Page text
On the 5th of January 1999, the Spanish Government brought into law a Directive in Spain (42/98). This law imparted many rights and for the benefit of Timeshare consumers. It outlawed the taking of advanced payments, ruled unlawful Floating Timeshare contracts and limited general Timeshare contracts from perpetuity to no longer than 50 years. The law was publicised and disseminated to all Timeshare Resorts. The knowledge of this law became widely known all over Europe and within the Timeshare community.
The law being known to the entire Spanish Timeshare industry, who were required them to amend the many existing contracts and never issue further Timeshare contracts which were incompatible with the new Law. Many would believe that the new law would be considered by Resort owners and the Organisation for Timeshare in Europe (OTE). When considered new guidance should have flowed from the trade body, so as to disseminate clear and consistent advice on their members and on how to deal with the issues the new law raised in the Timeshare community.
Meetings ought to have taken place; considerations should have been deliberated on, advice sought and an agreed action implemented. As these were new laws, effective and materially affected the Products being offered. Monumental change should have occurred and did not. Such monumental changes did not occur and many in the Timeshare industry simply ignored the law, preferring a continuance of miss-selling the Timeshare Products, they wanted the consumer to be bound to.

The tasks
(A) Answer these from the timeshare passage, one line each:
(i) On what date did the Spanish Government bring the Directive into law?
(ii) What limit did the law set on the length of general Timeshare contracts?
(iii) What trade body does the timeshare passage name?
(B) Print part of the timeshare passage word for word. Begin at the words "Meetings ought to", and stop after "be bound to.".

Dataset records
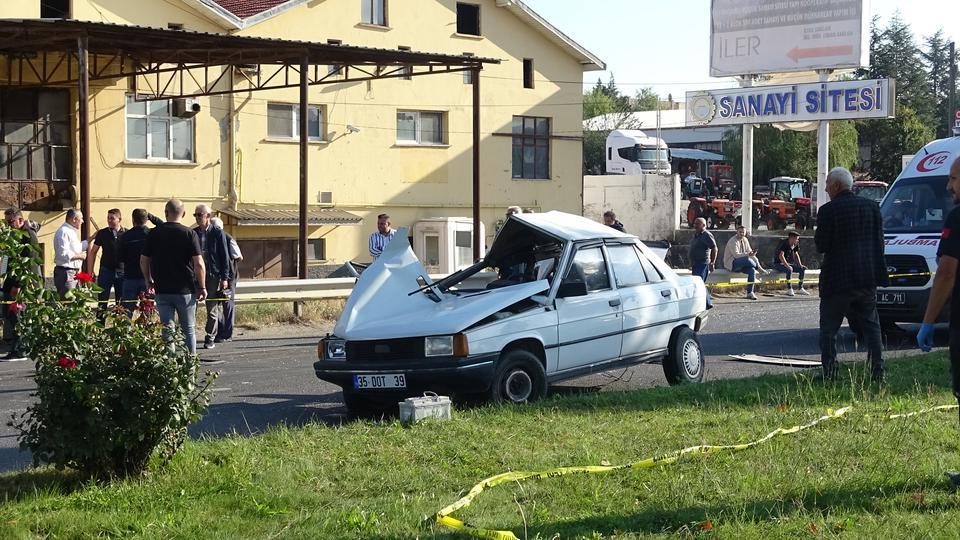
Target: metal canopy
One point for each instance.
(270, 215)
(177, 63)
(165, 64)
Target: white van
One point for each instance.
(914, 212)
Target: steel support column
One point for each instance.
(83, 126)
(477, 240)
(304, 117)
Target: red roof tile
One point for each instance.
(247, 8)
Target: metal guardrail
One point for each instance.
(265, 291)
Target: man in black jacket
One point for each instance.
(129, 248)
(850, 235)
(216, 257)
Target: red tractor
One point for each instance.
(789, 202)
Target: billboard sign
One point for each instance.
(760, 36)
(837, 100)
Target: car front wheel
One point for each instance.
(684, 362)
(519, 378)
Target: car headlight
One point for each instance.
(455, 345)
(438, 346)
(334, 349)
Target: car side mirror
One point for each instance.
(571, 289)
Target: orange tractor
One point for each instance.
(719, 213)
(789, 202)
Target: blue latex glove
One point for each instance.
(925, 337)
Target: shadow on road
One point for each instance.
(267, 410)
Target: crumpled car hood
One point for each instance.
(381, 307)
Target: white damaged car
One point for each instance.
(573, 297)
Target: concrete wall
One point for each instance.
(647, 205)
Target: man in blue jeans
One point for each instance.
(703, 253)
(787, 260)
(172, 265)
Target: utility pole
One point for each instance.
(952, 104)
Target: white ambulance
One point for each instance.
(914, 212)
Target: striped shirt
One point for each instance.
(378, 241)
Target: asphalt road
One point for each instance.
(267, 375)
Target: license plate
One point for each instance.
(892, 298)
(376, 382)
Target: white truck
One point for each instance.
(914, 212)
(631, 151)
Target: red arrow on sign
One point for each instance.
(797, 53)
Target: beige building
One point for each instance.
(401, 146)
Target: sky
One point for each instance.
(666, 44)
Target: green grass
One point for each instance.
(861, 476)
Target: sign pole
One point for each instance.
(746, 193)
(823, 152)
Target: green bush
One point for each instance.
(111, 393)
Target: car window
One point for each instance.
(589, 267)
(648, 268)
(626, 266)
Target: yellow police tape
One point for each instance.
(796, 280)
(444, 517)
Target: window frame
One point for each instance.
(418, 129)
(524, 141)
(479, 32)
(611, 250)
(295, 124)
(371, 20)
(528, 74)
(170, 118)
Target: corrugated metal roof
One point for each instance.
(291, 216)
(151, 45)
(246, 8)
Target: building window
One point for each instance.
(406, 73)
(154, 133)
(528, 72)
(468, 75)
(420, 127)
(374, 12)
(283, 122)
(317, 249)
(468, 19)
(531, 147)
(334, 69)
(54, 9)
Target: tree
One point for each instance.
(790, 153)
(889, 139)
(894, 54)
(646, 100)
(936, 56)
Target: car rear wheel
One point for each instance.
(684, 362)
(519, 378)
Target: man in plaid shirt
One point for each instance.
(850, 236)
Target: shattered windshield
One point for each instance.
(917, 205)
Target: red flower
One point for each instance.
(66, 362)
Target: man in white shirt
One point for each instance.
(382, 237)
(68, 252)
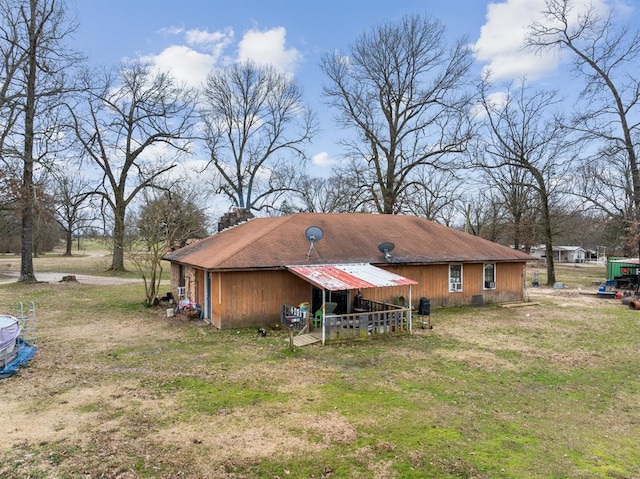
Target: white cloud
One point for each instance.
(323, 160)
(199, 51)
(184, 63)
(500, 45)
(269, 46)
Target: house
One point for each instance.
(561, 254)
(244, 275)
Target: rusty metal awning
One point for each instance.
(336, 277)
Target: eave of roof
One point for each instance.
(272, 243)
(338, 277)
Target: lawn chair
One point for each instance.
(329, 309)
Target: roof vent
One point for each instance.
(386, 247)
(313, 234)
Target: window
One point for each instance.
(455, 277)
(490, 276)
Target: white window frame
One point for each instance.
(492, 284)
(455, 287)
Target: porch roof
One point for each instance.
(336, 277)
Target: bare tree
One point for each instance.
(521, 131)
(166, 220)
(436, 196)
(72, 193)
(132, 126)
(339, 193)
(400, 89)
(257, 126)
(607, 57)
(34, 65)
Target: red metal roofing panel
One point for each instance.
(336, 277)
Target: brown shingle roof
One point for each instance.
(348, 238)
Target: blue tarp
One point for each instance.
(25, 352)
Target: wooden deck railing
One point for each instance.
(366, 325)
(373, 319)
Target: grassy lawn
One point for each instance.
(120, 391)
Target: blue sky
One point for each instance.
(192, 37)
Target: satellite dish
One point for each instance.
(314, 233)
(385, 248)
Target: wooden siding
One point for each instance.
(254, 298)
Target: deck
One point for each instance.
(375, 321)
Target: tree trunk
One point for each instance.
(117, 260)
(68, 241)
(548, 240)
(27, 274)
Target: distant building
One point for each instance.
(561, 254)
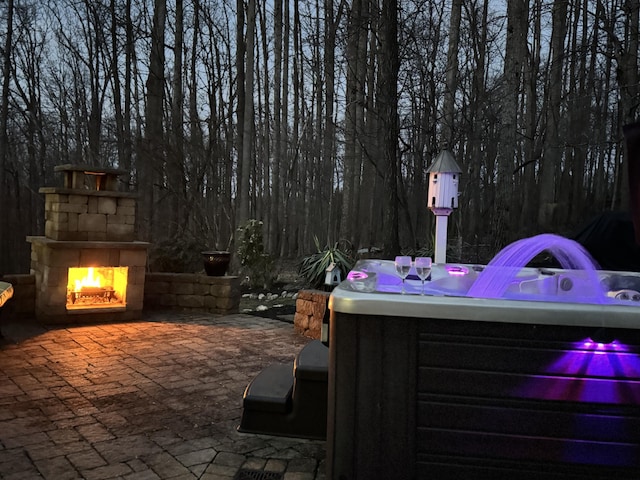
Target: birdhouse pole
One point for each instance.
(444, 175)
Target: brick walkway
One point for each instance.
(155, 399)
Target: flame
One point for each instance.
(89, 280)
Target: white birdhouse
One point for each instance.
(333, 275)
(444, 174)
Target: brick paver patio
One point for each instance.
(155, 399)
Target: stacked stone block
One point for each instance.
(94, 216)
(87, 223)
(189, 292)
(51, 260)
(311, 306)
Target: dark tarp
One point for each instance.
(610, 240)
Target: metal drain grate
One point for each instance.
(245, 474)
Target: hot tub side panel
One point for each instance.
(451, 399)
(372, 398)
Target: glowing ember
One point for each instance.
(96, 287)
(88, 281)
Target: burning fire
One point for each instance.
(88, 281)
(88, 287)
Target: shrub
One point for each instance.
(255, 263)
(313, 267)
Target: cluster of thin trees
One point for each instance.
(320, 117)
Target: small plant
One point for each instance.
(256, 264)
(313, 267)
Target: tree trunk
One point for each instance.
(452, 72)
(175, 161)
(152, 155)
(388, 106)
(247, 127)
(552, 154)
(516, 48)
(4, 138)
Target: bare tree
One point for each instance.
(152, 154)
(552, 151)
(247, 127)
(4, 138)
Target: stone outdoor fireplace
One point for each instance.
(87, 266)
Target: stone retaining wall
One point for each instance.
(192, 292)
(22, 304)
(311, 306)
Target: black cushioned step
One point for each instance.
(312, 362)
(271, 390)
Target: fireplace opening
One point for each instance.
(96, 287)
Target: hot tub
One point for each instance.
(539, 381)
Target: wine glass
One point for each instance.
(423, 269)
(403, 265)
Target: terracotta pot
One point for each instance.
(216, 263)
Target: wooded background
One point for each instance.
(320, 117)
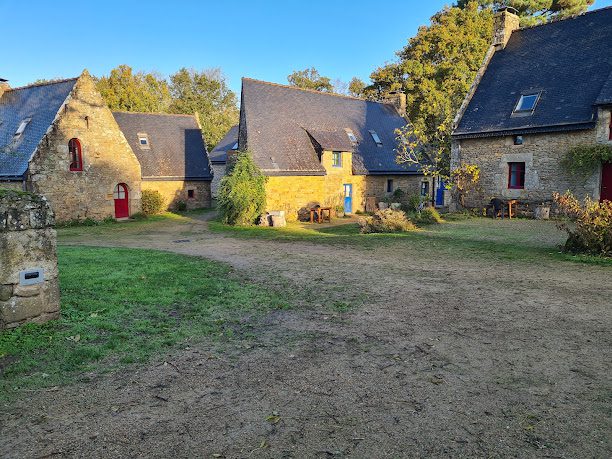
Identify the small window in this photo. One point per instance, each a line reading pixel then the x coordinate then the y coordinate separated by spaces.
pixel 351 136
pixel 22 127
pixel 76 155
pixel 516 176
pixel 143 141
pixel 376 138
pixel 527 103
pixel 337 159
pixel 424 188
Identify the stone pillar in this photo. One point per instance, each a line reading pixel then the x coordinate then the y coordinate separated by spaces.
pixel 29 288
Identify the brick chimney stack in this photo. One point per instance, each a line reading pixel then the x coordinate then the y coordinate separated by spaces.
pixel 397 99
pixel 505 22
pixel 4 86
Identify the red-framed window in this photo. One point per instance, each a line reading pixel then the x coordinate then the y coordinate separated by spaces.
pixel 76 155
pixel 516 176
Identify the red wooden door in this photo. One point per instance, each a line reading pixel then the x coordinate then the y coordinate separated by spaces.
pixel 122 208
pixel 606 182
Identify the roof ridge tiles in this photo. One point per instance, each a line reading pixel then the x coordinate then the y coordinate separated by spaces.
pixel 344 96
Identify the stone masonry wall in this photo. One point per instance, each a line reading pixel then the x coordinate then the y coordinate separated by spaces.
pixel 174 191
pixel 107 159
pixel 27 241
pixel 541 153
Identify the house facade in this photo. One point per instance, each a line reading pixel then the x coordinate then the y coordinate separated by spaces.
pixel 541 91
pixel 323 149
pixel 172 155
pixel 59 139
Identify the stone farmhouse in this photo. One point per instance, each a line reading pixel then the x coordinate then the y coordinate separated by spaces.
pixel 541 91
pixel 172 155
pixel 60 140
pixel 218 157
pixel 323 149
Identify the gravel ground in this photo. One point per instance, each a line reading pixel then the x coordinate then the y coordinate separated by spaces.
pixel 440 356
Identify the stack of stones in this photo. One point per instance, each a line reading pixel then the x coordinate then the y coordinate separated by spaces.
pixel 29 288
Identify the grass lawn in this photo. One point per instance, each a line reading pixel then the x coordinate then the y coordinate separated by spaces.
pixel 121 306
pixel 517 239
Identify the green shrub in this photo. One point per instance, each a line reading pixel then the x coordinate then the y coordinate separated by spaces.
pixel 386 221
pixel 591 227
pixel 152 202
pixel 428 216
pixel 242 192
pixel 412 203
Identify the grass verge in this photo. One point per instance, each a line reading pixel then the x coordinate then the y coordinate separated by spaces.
pixel 121 306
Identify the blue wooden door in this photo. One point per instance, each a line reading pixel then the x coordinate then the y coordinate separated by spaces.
pixel 348 198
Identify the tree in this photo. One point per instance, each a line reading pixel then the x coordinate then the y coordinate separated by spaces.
pixel 536 11
pixel 134 92
pixel 357 87
pixel 206 93
pixel 310 79
pixel 242 193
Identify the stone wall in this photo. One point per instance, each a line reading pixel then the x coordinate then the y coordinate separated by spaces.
pixel 541 153
pixel 174 191
pixel 107 159
pixel 218 174
pixel 27 242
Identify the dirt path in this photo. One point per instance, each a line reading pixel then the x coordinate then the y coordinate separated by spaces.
pixel 442 357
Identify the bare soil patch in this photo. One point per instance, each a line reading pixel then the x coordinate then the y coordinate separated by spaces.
pixel 436 356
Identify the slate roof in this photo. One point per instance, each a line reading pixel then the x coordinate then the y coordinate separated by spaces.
pixel 219 153
pixel 176 147
pixel 40 102
pixel 568 61
pixel 280 123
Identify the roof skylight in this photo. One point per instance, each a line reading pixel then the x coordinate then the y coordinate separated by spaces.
pixel 527 103
pixel 351 136
pixel 375 137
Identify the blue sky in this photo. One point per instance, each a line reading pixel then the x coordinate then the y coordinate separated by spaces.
pixel 258 39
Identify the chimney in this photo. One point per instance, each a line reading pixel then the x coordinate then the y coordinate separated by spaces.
pixel 4 86
pixel 505 22
pixel 398 100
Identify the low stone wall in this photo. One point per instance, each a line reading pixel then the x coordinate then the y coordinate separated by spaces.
pixel 29 288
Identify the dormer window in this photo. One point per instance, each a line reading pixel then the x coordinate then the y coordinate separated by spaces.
pixel 22 127
pixel 376 138
pixel 527 103
pixel 351 136
pixel 143 141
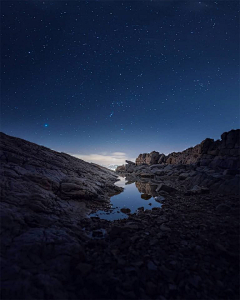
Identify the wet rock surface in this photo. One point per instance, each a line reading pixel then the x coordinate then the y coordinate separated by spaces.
pixel 187 249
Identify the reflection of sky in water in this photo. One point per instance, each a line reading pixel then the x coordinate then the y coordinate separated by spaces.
pixel 129 198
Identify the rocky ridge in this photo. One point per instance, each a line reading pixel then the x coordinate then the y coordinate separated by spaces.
pixel 222 153
pixel 44 195
pixel 211 164
pixel 187 249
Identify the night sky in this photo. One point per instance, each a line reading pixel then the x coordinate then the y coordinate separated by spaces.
pixel 112 79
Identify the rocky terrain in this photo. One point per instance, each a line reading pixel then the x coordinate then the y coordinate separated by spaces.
pixel 50 249
pixel 211 164
pixel 44 194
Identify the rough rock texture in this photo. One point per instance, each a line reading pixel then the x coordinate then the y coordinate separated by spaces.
pixel 44 195
pixel 222 154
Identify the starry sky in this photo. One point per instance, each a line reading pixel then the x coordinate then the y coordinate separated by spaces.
pixel 107 80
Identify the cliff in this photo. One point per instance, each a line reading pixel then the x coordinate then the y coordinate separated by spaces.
pixel 222 153
pixel 44 196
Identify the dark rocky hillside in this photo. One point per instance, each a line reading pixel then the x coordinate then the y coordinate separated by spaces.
pixel 44 195
pixel 50 249
pixel 211 164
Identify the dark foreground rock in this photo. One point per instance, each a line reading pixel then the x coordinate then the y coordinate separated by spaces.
pixel 187 249
pixel 211 164
pixel 44 195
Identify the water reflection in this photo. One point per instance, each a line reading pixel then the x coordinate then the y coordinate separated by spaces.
pixel 136 194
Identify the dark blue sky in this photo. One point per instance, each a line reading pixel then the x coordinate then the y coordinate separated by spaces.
pixel 99 77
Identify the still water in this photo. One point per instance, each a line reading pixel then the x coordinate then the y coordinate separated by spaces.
pixel 134 196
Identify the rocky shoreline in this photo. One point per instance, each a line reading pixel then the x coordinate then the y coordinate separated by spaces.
pixel 187 249
pixel 211 164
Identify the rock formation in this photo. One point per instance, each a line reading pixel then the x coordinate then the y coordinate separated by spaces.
pixel 222 153
pixel 210 164
pixel 44 195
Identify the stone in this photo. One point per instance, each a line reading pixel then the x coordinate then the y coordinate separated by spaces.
pixel 125 210
pixel 223 208
pixel 146 196
pixel 165 188
pixel 159 198
pixel 183 176
pixel 163 227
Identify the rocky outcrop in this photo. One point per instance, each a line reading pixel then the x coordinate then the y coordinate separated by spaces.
pixel 44 196
pixel 150 158
pixel 210 164
pixel 222 154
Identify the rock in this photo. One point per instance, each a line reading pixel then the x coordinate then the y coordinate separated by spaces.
pixel 183 176
pixel 151 266
pixel 125 210
pixel 163 227
pixel 159 198
pixel 165 188
pixel 151 288
pixel 84 268
pixel 223 208
pixel 218 154
pixel 196 190
pixel 146 175
pixel 146 196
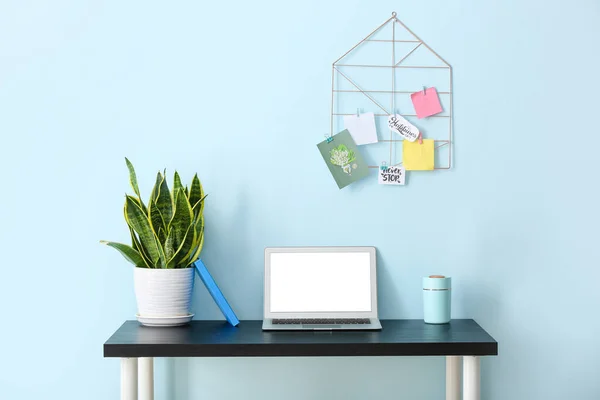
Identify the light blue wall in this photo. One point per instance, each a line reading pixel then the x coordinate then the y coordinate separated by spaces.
pixel 239 92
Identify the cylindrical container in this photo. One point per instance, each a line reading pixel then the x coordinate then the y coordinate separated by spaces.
pixel 163 292
pixel 436 299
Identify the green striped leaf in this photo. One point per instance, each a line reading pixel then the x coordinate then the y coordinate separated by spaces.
pixel 128 252
pixel 169 245
pixel 163 199
pixel 176 184
pixel 182 218
pixel 135 243
pixel 184 248
pixel 140 223
pixel 196 194
pixel 157 221
pixel 133 182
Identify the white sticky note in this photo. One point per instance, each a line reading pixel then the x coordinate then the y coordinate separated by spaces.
pixel 392 176
pixel 401 126
pixel 361 128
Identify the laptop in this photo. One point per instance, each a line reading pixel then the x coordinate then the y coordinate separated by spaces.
pixel 320 288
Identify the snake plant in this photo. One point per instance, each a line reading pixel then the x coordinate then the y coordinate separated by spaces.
pixel 168 232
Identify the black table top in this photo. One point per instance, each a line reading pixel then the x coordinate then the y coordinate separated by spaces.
pixel 219 339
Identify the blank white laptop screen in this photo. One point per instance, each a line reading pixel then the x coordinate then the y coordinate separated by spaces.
pixel 320 282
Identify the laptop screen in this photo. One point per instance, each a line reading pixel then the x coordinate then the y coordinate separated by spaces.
pixel 320 282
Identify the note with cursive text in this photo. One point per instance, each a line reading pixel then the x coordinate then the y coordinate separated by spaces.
pixel 401 126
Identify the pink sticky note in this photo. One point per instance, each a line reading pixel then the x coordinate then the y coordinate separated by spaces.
pixel 426 103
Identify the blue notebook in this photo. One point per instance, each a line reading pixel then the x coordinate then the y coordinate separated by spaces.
pixel 215 292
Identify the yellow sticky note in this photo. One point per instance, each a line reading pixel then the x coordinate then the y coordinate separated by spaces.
pixel 417 156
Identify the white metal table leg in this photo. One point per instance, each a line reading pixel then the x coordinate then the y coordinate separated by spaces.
pixel 453 374
pixel 471 378
pixel 128 378
pixel 146 379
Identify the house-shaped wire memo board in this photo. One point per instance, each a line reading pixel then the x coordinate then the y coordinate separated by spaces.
pixel 404 64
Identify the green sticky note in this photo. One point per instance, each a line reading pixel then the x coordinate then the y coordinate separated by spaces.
pixel 343 159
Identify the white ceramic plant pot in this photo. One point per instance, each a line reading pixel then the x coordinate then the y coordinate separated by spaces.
pixel 163 292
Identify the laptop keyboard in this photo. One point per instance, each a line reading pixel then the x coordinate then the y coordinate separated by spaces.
pixel 325 321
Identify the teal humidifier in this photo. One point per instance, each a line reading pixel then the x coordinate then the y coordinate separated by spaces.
pixel 436 299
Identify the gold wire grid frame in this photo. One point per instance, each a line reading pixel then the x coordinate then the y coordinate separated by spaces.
pixel 394 65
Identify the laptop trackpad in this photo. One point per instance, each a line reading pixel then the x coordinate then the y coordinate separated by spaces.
pixel 320 326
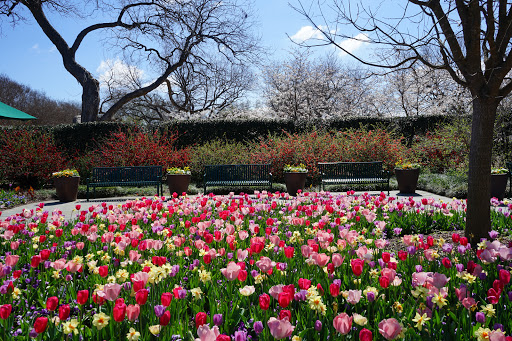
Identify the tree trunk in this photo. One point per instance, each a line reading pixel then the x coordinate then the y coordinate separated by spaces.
pixel 478 223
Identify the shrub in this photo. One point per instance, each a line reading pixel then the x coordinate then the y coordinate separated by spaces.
pixel 29 157
pixel 137 148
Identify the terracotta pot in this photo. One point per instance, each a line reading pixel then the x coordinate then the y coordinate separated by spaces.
pixel 178 183
pixel 294 182
pixel 498 185
pixel 407 180
pixel 67 188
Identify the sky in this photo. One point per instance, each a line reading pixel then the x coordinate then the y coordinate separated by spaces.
pixel 27 56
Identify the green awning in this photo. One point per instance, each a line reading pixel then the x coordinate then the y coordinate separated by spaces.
pixel 10 113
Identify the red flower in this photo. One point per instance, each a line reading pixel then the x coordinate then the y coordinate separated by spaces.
pixel 384 282
pixel 40 324
pixel 64 311
pixel 5 311
pixel 334 289
pixel 264 301
pixel 119 311
pixel 289 251
pixel 166 299
pixel 103 271
pixel 165 318
pixel 82 296
pixel 200 319
pixel 52 303
pixel 284 299
pixel 357 266
pixel 285 314
pixel 365 335
pixel 34 262
pixel 304 283
pixel 141 296
pixel 386 256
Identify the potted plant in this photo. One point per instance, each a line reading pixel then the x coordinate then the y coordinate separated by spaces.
pixel 407 174
pixel 178 179
pixel 66 184
pixel 295 178
pixel 499 178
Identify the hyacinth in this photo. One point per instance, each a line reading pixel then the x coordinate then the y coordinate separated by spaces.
pixel 265 266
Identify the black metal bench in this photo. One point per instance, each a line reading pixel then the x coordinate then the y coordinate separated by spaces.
pixel 353 173
pixel 238 175
pixel 125 176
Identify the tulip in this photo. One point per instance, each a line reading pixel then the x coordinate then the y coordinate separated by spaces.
pixel 52 303
pixel 342 323
pixel 40 324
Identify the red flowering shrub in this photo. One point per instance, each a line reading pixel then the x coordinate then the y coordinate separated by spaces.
pixel 28 158
pixel 137 148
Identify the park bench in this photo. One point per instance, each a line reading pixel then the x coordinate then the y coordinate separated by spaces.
pixel 125 176
pixel 353 173
pixel 238 175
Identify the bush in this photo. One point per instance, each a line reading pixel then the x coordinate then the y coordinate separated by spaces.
pixel 29 157
pixel 137 148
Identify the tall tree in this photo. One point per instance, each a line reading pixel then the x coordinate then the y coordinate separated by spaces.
pixel 164 33
pixel 470 39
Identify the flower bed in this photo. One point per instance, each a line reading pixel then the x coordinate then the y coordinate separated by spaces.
pixel 245 268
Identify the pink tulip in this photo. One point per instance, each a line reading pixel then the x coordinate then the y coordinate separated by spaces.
pixel 265 264
pixel 280 329
pixel 321 259
pixel 231 272
pixel 132 312
pixel 389 328
pixel 342 323
pixel 11 260
pixel 337 260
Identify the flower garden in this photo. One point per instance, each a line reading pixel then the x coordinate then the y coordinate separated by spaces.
pixel 260 267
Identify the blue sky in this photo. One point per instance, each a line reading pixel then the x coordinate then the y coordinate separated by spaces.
pixel 30 58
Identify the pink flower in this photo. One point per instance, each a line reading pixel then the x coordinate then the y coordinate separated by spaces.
pixel 265 264
pixel 132 312
pixel 342 323
pixel 280 329
pixel 231 271
pixel 337 259
pixel 354 296
pixel 321 259
pixel 389 328
pixel 206 334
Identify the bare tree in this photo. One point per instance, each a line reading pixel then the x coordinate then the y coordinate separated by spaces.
pixel 163 33
pixel 469 39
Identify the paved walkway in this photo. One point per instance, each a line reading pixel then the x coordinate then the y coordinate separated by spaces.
pixel 68 208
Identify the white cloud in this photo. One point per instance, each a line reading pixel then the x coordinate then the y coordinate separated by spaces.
pixel 306 33
pixel 352 44
pixel 118 74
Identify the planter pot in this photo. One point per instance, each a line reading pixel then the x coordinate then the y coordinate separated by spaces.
pixel 407 180
pixel 67 188
pixel 294 182
pixel 178 183
pixel 498 185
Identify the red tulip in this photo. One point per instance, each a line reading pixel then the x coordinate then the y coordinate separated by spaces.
pixel 141 296
pixel 119 312
pixel 166 299
pixel 52 303
pixel 165 318
pixel 5 311
pixel 264 301
pixel 82 296
pixel 200 319
pixel 64 311
pixel 40 324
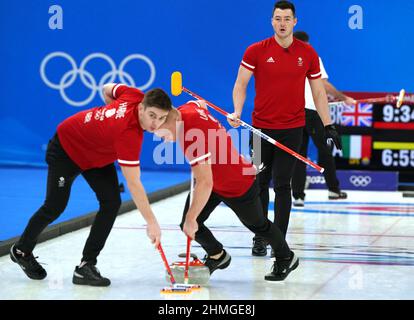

Response list
(A)
(i) The 5th of January 1999
(ii) No longer than 50 years
(iii) The Organisation for Timeshare in Europe (OTE)

(B)
Meetings ought to have taken place; considerations should have been deliberated on, advice sought and an agreed action implemented. As these were new laws, effective and materially affected the Products being offered. Monumental change should have occurred and did not. Such monumental changes did not occur and many in the Timeshare industry simply ignored the law, preferring a continuance of miss-selling the Timeshare Products, they wanted the consumer to be bound to.